_Отрывок_

──────

Действие «Заката» происходит в 1913 году, накануне наиболее страшных и трагических событий в истории России - Первой мировой войны и последующей за тем смуты революций и войны гражданской. Еще не пролились реки крови, молодые бабелевские герои еще не стали жестокими палачами или их жертвами, но в их словах, поступках, взглядах, в обуявшем персонажей отчаянном - как в последний день (и ведь и правда - в последний!) - веселье ощутимо чувствуется готовность к кровавому пиру следующих лет. Это страшное ощущение удивительно точно удалось передать создателям спектакля, ни разу о том не проговаривающимся, не дающим зрителю ясных намеков, практически не привлекающим исторический контекст, но в то же время не просто в полный голос говорящим о катастрофе, а кричащим о ней - из Одессы. Сам выбор города, в котором происходит действие, выбор еврейской среды глубоко неслучаен, и здесь следует вспомнить пьесу Григория Горина «Поминальная молитва», события которой также относятся к началу ХХ столетия.

Сложилось так, что именно евреи всякий раз первыми и наиболее остро ощущали на себе дуновение ветра исторических перемен; и в этом смысле за спиной героев спектакля встает тень еще одного будущего события, более страшного для этой народности, чем все предыдущие - Холокоста.

Специфика театра, рассчитанного, согласно уже его названию, на молодежную аудиторию, заключается в том, что его спектакли неизменно должны удовлетворять критерию актуальности. Конечно, в свете последних событий можно рассуждать о том, как утрата гуманистического начала, характерная для предреволюционной России, становится все очевиднее для нас и сегодня, но «Крики из Одессы» не сходят со сцены уже несколько десятилетий, что невозможно объяснить влиянием наиболее «острой» повестки. Пожалуй, начиная с поколения постмодерна с миром Бабеля нас роднит другое - ощущение утраты почвы под ногами, законченности, исчерпанности культуры, экзистенциальной тоски. «...зачем шуметь, что еще не вечер, когда ты видишь, что перед нами уже нет человека?» - вопрошает Арье-Лейб, один из героев пьесы, роль которого в спектакле блестяще исполнил Петр Журавлев, - и мы в молчании останавливаемся перед этим вопросом.

Андрей ПЕТРОВ,

студент 2 курса магистратуры

филологический факультет СПбГУ


 

«Всё беру на себя»

... Увиденное вновь предстает перед глазами: и огромное пылающее колесо, и знамя, увенчанное крылом ангела и доспехами, и мантия Карла, и задорный танец под музыку «Mesecina» Горана Бреговича, и смех, и слезы Жанны; и всё это соединяется в один гимн о человеке и для человека, который, словно пробуждая сердце от спячки, открывает глаза на мир и просто помогает жить...

«Жаворонок» по пьесе Ануя - спектакль о суде над простой крестьянской девушкой, Жанной Д'Арк, прослывшей в народе святой. Но не только о французской канонизированной героине - о человеке, его душе, его возможностях, о выборе в сложной жизненной ситуации, о вере.

──────

_Задание A_
Какой актер, по словам отрывка, сыграл Арье-Лейба?
_Задание B_
Перескажите короче, в виде списка, абзац отрывка, который начинается словами «Специфика театра». Главные факты сохраните.
_Задание C_
Продолжите отрывок о спектаклях, начав сразу после его последнего предложения.
Этот материал с отрывком никак не связан.

──────

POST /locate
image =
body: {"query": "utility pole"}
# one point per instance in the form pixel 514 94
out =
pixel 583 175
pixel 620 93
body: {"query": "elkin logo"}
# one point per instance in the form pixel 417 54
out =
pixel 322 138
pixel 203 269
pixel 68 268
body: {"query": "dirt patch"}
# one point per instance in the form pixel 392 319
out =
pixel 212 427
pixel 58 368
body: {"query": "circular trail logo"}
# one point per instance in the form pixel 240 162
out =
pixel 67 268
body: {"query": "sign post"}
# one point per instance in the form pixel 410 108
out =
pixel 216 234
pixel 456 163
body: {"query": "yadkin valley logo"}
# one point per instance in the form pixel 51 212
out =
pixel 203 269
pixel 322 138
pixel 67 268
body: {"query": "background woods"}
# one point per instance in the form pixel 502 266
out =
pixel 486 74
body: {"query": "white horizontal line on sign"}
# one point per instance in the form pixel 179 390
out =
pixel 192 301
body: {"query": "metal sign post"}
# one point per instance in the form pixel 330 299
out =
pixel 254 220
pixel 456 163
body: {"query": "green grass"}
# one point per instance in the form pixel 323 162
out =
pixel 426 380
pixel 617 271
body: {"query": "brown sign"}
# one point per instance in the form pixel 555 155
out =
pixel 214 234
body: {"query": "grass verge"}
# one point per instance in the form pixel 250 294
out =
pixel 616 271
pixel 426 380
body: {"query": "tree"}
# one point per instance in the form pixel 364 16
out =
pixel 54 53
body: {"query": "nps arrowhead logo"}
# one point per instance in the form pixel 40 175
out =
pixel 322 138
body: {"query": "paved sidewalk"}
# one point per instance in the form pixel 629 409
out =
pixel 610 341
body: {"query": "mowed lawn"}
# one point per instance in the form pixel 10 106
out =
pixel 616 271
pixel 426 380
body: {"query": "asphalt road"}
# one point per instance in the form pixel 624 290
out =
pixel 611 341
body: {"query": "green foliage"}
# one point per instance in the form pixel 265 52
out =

──────

_Ответ A_
Петр Журавлев.

_Ответ B_
- Театр рассчитан на молодежную аудиторию, поэтому его спектакли должны быть актуальными.
- Можно рассуждать о том, что утрата гуманистического начала, характерная для предреволюционной России, все заметнее и сегодня. Но «Крики из Одессы» идут на сцене уже несколько десятилетий, и злободневной повесткой этого не объяснить.
- Начиная с поколения постмодерна, нас роднит с миром Бабеля ощущение утраты почвы под ногами, исчерпанности культуры и экзистенциальная тоска.
- Арье-Лейб, которого блестяще сыграл Петр Журавлев, спрашивает, зачем шуметь, что еще не вечер, если перед нами уже нет человека. Перед этим вопросом мы останавливаемся в молчании.

_Ответ C_
Жан Ануй - драматург и режиссер, создатель интеллектуальной драмы. Особенность его творчества в том, что стержень пьес составлял конфликт идей, а не характеров. «Жаворонок» здесь - не исключение. Персонажи драматурга, как правило, нонконформисты с жаждой жизни, немного наивные, в некотором смысле - максималисты, твердо верящие в свои идеалы.

Создатели спектакля «Жаворонок» выразили все особенности драматургии Ануя полно и точно, воплотив в реальность уникальный и в то же время невероятно узнаваемый мир, действующий по жестким правилам и устоям. С первых же минут на глазах у зрителей начинается самая настоящая ИГРА.

Замысел режиссера соответствует замыслу автора. С разных ракурсов и точек зрения изучается вопрос существования «человека идеи» в мире конформистов. Жанна с самого начала отстаивает свои идеалы, свою правду и свои чувства, но ей противостоят недоверие, жестокость, а порой и пошлость. В спектакле возникают темы возможностей человека и смысла жизни, мотивации подвига, верности себе и самая главная для меня тема, идущая красной нитью через весь спектакль, - тема любви к человеку, как творению Божьему. Незабываемы чувства, когда ловишь себя на мысли: всё, о чем говорят со сцены - о тебе, о твоей жизни, о сегодняшнем мире.

Посмотрев спектакль более двадцати раз, я не устаю восхищаться блестящей, острой, живой игрой актерского ансамбля. На протяжении 20 лет спектакль не теряет озорства, поиска, задора, свежести. Каждый актер свободно ориентируется в материале, может позволить себе импровизировать, добавляя новые оттенки роли. Несмотря на свой реальный возраст, артисты преображаются до неузнаваемости: в юном Карле невозможно узнать Сергея Барковского, а Жанна Регины Щукиной по-прежнему предстает перед нами той самой девочкой с косичкой.

Отдельная, важнейшая часть спектакля - его художественное и музыкальное оформление. Музыка боснийского композитора Горана Бреговича удивительным образом пронизывает весь спектакль. Она является воплощением Хода Времени, Божественного присутствия, Истории. Особенно ярким является момент первого появления деревянного колеса под музыку «Ederlezi». И множество образов и догадок создают декорации в виде металлических труб, словно вырастающих из земли или спускающихся с неба.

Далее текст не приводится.